GENEVA, 17 November 2015 – UNITAID is working to achieve maximum possible health impact through investments aimed at people most exposed to disease and in greatest need.

A primary goal of UNITAID is to identify how it can best contribute to the global response with carefully targeted investments that help, for example, to overcome specific obstacles such as high prices for medicines that show promise.

These “areas for intervention”, pinpointing where UNITAID’s investments can most effectively help advance global health goals to end HIV/AIDS, tuberculosis and malaria, are the building blocks of our work. They also enable our partners to achieve more with scarce resources.

The choice of each area in which UNITAID intervenes is grounded in a rigorous analysis of the context surrounding each disease, contained in a coherent disease narrative.

Please click below for links to disease narratives for malaria, tuberculosis and HIV/HCV co-infection, as well as for the methodology underpinning each disease narrative, that were presented at an Executive Board meeting on 4-5 November.

The narratives review each disease, including the overall disease burden; the strategies that are being pursued in order to meet global health goals; actions of partners in pursuing those goals; the extent of any gaps in the response; and the opportunities for intervention by UNITAID.

They also frame, provide context for and establish a scale of priorities for UNITAID’s interventions and articulate potential opportunities to complement partner activities and support the pursuit of global health goals.

• [Work to be completed]: Rewrite the UNITAID text starting at "The narratives review" and ending at "intervention by UNITAID.", with "gaps" changed to "shortfalls".

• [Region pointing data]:
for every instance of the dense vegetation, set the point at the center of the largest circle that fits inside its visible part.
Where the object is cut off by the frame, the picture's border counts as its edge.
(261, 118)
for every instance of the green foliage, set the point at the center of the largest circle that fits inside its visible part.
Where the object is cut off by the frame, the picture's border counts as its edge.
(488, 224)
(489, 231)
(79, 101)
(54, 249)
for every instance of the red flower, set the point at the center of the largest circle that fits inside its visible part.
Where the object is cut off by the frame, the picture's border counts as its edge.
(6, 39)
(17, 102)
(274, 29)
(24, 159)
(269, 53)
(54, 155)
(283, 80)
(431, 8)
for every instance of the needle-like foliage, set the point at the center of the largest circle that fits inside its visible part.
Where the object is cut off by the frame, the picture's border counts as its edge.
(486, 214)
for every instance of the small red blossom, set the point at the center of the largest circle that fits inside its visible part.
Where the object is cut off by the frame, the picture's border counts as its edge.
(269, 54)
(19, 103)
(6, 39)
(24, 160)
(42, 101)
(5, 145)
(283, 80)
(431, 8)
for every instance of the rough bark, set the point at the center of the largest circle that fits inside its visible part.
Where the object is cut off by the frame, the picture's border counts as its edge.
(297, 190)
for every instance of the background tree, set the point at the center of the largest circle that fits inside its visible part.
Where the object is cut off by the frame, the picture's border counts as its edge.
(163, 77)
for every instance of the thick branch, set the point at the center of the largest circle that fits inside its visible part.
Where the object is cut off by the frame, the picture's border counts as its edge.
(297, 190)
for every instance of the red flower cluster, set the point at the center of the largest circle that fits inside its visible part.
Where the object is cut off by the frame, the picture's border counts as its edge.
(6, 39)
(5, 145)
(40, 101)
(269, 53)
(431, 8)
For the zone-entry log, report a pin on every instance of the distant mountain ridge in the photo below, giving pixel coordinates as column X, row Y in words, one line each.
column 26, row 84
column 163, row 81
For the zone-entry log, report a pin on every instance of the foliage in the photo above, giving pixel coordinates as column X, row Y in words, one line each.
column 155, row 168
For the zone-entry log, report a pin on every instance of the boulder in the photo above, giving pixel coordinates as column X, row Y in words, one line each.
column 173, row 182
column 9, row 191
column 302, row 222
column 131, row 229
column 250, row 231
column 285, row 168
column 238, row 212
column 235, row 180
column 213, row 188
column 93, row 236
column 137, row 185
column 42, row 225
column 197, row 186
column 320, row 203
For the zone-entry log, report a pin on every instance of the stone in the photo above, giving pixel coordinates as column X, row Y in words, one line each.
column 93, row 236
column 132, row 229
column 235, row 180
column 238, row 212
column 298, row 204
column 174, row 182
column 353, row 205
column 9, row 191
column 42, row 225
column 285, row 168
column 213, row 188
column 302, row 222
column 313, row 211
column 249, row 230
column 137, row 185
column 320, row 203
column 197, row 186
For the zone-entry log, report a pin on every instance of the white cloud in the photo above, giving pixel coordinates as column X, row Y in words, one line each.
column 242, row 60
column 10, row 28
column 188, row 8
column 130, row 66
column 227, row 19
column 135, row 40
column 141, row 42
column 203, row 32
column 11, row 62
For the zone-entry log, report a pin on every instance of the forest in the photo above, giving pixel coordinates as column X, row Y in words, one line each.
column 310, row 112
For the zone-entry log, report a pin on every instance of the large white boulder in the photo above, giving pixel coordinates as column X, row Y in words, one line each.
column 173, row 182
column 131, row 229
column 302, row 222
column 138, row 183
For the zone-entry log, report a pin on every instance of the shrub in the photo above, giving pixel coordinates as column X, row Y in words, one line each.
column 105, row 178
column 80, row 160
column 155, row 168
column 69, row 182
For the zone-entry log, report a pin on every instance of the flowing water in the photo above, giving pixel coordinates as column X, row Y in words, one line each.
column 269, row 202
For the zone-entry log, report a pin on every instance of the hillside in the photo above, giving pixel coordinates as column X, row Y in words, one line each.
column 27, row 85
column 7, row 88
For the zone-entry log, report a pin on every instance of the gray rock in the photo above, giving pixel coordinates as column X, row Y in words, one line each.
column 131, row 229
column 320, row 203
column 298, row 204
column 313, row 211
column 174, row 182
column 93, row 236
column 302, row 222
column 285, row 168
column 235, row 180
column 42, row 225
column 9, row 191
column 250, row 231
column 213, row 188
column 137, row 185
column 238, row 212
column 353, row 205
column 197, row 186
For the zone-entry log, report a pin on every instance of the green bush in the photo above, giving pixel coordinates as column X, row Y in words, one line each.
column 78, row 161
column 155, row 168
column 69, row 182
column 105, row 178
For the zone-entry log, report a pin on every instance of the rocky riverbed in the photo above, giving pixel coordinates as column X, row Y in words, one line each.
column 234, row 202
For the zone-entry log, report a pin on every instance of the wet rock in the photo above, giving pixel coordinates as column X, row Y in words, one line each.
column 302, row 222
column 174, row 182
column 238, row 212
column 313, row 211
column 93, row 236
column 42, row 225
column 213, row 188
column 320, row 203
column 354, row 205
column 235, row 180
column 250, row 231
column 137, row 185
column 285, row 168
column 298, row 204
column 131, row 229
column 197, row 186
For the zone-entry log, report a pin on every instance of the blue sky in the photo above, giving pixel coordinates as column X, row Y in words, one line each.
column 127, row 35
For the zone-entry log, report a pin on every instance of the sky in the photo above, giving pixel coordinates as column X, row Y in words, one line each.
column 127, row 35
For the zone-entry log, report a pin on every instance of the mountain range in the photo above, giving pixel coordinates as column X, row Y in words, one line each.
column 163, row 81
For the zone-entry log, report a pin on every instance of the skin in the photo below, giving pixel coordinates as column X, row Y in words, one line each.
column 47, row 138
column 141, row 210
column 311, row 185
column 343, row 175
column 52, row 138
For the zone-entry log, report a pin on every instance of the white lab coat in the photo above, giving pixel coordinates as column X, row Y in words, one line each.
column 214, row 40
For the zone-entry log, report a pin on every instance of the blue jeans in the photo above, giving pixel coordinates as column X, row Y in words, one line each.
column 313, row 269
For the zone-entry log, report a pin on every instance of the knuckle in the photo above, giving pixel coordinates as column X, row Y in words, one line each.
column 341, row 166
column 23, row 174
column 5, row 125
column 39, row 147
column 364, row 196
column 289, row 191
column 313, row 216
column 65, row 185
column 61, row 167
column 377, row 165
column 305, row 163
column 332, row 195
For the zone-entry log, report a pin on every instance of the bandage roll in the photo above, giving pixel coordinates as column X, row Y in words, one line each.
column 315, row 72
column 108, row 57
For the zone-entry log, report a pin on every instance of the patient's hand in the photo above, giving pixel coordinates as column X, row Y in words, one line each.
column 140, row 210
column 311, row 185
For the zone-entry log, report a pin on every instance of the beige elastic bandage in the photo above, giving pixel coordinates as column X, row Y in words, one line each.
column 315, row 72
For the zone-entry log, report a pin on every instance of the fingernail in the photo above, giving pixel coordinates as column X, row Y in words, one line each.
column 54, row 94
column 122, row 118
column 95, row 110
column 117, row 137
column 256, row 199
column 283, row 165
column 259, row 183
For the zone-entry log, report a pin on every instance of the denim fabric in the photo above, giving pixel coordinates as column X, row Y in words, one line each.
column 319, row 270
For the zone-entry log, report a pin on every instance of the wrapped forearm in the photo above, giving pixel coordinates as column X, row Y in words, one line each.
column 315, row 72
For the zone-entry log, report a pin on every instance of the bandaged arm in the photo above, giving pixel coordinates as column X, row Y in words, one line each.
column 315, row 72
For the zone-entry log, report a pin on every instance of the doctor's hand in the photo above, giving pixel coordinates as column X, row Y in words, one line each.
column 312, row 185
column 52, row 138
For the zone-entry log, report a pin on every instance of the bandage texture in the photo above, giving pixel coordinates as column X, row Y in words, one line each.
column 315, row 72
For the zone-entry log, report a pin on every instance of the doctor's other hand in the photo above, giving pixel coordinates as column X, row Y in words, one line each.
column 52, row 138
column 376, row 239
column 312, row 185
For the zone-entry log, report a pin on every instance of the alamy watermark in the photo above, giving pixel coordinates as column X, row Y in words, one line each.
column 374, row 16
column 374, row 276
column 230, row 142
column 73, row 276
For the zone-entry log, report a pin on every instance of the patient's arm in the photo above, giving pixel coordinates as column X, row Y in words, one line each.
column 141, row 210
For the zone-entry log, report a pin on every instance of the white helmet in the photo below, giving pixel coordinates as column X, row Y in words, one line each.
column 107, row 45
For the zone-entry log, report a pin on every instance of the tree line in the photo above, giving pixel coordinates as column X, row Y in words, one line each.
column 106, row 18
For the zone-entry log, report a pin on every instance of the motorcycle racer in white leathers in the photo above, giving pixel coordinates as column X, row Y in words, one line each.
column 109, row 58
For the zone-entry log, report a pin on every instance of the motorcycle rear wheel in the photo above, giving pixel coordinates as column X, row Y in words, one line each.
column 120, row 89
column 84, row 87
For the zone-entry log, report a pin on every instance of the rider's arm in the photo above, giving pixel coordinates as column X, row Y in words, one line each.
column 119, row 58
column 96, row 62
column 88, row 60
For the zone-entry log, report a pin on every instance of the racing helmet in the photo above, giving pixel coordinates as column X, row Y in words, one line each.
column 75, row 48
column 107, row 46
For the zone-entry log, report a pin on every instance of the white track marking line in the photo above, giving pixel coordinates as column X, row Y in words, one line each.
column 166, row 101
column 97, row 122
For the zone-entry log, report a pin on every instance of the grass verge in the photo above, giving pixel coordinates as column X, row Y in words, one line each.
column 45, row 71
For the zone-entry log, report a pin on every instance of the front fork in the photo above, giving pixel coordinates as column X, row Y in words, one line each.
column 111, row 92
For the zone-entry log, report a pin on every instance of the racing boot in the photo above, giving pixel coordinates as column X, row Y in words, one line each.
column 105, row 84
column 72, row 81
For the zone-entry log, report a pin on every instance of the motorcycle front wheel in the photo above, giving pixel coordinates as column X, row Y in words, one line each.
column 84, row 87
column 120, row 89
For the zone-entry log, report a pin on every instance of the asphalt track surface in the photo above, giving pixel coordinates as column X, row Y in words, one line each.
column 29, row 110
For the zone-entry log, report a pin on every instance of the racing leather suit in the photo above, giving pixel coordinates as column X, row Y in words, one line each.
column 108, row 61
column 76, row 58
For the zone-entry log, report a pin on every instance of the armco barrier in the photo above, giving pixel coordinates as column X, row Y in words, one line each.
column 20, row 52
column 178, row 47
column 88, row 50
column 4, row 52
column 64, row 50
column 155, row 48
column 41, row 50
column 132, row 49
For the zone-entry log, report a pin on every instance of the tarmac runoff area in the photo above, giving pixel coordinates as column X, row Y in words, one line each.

• [Response to this exercise]:
The narratives review each disease, including the overall disease burden; the strategies that are being pursued in order to meet global health goals; actions of partners in pursuing those goals; the extent of any shortfalls in the response; and the opportunities for intervention by UNITAID.